(Natural language region descriptions)

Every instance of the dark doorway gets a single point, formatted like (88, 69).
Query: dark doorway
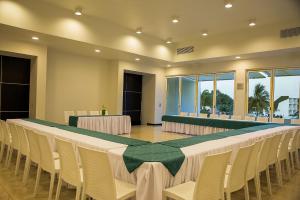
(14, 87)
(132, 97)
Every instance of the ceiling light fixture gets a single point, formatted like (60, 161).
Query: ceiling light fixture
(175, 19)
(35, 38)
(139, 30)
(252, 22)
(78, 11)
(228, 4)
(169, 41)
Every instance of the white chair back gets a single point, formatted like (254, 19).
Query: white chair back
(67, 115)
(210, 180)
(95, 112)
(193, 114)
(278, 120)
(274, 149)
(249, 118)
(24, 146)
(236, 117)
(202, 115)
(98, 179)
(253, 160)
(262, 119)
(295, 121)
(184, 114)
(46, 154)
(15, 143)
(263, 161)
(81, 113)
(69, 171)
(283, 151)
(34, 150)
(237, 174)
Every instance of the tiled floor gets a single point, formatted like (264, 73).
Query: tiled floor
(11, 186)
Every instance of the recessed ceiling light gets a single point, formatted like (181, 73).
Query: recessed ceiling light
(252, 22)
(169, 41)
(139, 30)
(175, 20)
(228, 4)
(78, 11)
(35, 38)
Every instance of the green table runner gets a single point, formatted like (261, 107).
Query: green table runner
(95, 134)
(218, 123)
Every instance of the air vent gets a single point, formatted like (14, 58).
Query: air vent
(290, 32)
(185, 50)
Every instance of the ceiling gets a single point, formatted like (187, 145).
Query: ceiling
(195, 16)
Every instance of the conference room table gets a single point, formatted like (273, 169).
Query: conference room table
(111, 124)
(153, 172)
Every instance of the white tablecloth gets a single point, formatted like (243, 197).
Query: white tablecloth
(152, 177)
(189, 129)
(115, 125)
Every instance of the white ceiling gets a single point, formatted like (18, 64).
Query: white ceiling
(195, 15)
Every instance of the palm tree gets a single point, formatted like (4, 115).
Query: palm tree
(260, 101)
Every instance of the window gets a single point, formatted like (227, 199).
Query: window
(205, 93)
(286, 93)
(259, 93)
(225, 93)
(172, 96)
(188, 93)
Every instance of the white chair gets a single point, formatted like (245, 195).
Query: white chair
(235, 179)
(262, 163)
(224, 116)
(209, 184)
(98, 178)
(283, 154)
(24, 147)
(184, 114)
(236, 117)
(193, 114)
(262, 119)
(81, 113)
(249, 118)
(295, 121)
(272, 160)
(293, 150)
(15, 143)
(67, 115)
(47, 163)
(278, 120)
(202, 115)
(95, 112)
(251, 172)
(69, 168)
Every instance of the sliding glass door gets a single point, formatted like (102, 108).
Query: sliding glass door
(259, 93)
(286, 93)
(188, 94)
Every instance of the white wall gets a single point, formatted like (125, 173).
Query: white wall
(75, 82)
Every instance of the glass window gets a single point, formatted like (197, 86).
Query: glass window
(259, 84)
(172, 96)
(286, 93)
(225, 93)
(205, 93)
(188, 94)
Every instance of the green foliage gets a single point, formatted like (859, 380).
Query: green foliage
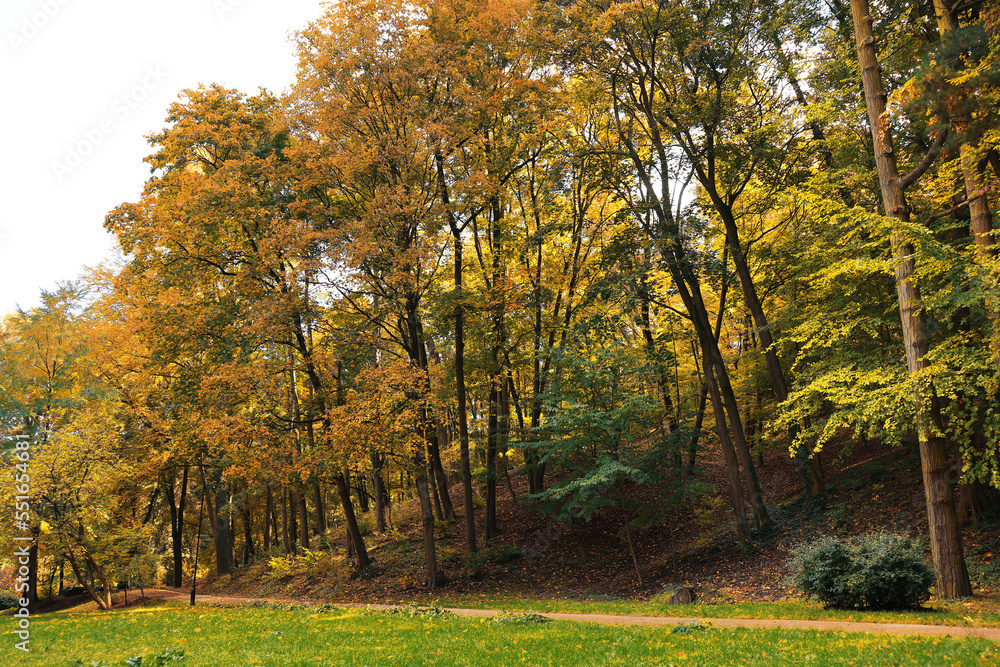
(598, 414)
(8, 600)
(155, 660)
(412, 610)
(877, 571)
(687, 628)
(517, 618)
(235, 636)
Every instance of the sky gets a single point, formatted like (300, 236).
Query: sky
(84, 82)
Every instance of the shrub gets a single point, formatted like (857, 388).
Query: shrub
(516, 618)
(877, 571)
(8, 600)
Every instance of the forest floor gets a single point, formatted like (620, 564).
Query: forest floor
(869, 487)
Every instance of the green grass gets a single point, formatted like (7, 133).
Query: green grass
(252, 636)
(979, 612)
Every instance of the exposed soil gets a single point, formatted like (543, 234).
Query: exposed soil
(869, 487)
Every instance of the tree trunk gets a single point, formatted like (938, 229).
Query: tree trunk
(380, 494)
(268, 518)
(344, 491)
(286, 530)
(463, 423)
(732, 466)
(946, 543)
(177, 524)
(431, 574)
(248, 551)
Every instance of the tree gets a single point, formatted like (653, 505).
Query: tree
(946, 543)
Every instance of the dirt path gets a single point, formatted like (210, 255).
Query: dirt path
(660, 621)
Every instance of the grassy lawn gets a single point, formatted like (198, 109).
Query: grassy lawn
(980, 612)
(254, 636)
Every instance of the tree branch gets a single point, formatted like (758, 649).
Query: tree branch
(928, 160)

_What the task requires_:
What to print is the stretch of entries from the line with "Every instance of the green foliage" up to and including the line with "Every instance of the shrub". Please print it exactly and leave out the pictures.

_Expected answer_:
Every instance of the green foliage gets a single point, formatted like (859, 380).
Query: green foliage
(598, 414)
(8, 600)
(155, 660)
(412, 610)
(877, 571)
(687, 628)
(517, 618)
(235, 636)
Every instance of the sky gets a single point, formatted like (300, 236).
Query: sky
(84, 82)
Every instance of the shrub gets a single point, formatted like (857, 388).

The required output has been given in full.